+++ The data
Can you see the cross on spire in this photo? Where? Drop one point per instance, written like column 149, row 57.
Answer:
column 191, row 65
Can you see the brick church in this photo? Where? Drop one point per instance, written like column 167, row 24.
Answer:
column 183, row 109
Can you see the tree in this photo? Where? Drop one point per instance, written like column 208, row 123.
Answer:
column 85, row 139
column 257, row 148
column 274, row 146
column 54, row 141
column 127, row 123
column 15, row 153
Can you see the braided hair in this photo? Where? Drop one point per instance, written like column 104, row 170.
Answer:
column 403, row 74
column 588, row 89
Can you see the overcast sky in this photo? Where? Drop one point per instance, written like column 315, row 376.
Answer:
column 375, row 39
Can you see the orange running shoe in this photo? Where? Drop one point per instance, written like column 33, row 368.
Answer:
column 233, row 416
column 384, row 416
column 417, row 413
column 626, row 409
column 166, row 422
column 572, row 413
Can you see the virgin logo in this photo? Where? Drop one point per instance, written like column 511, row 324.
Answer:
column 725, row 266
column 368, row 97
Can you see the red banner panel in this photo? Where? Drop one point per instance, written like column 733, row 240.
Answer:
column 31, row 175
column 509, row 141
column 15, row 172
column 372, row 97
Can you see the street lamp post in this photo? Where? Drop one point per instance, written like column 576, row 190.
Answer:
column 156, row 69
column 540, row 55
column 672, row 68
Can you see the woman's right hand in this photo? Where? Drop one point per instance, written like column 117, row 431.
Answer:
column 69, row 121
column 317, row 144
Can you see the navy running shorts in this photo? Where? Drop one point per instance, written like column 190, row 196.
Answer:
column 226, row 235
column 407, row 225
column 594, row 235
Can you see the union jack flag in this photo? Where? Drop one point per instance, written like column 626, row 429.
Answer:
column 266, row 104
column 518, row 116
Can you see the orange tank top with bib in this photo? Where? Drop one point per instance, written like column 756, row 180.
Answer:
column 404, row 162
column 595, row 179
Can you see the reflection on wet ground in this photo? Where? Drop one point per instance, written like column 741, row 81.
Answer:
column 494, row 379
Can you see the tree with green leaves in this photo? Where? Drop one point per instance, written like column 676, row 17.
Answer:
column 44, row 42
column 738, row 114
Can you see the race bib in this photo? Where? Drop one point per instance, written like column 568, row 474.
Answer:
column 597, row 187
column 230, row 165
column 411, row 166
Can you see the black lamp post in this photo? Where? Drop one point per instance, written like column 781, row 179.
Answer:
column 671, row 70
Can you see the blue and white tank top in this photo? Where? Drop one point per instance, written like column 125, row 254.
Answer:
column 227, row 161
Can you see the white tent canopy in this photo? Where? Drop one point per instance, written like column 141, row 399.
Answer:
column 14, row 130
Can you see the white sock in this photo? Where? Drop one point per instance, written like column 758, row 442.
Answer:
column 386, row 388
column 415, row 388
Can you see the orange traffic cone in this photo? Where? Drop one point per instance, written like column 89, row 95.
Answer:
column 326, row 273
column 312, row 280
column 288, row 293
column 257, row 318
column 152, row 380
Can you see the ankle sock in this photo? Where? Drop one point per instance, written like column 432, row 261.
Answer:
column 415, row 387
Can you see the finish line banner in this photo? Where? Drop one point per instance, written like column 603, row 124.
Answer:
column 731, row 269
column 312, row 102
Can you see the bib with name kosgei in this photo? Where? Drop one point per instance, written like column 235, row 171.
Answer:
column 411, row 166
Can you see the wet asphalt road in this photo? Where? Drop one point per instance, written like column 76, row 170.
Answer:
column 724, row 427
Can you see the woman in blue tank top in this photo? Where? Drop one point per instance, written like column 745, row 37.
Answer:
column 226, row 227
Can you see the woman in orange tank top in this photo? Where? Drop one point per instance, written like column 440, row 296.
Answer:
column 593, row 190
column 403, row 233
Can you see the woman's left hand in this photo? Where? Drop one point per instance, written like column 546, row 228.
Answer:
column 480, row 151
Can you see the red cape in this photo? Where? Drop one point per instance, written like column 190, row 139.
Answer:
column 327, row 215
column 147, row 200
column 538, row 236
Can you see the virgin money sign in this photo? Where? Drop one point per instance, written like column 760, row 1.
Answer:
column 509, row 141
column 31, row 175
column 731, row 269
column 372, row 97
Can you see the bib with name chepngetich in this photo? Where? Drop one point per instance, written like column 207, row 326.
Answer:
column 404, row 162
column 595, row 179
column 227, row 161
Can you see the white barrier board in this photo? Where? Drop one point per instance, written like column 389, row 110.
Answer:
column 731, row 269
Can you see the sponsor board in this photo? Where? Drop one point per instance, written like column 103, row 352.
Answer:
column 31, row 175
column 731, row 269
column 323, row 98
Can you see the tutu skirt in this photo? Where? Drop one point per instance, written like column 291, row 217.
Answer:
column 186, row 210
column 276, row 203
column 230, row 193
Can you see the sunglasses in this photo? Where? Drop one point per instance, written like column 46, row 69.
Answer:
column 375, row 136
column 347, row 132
++++++
### What you need to do
Could you copy the part of the listing that opens with the line containing "Can you see the woman's right" and closes with the line containing "column 518, row 116", keeping both of those lines and changing nothing?

### Task response
Can you see the woman's right hand in this photo? Where? Drop one point per instance, written like column 117, row 431.
Answer:
column 69, row 121
column 317, row 144
Can you see the navy running shorts in this photo? Where? Drop one point per instance, written like column 190, row 196.
Answer:
column 226, row 235
column 407, row 225
column 594, row 235
Can you see the union jack flag in this photo? Where? Drop one point per instance, written like column 626, row 429.
Answer:
column 266, row 104
column 518, row 116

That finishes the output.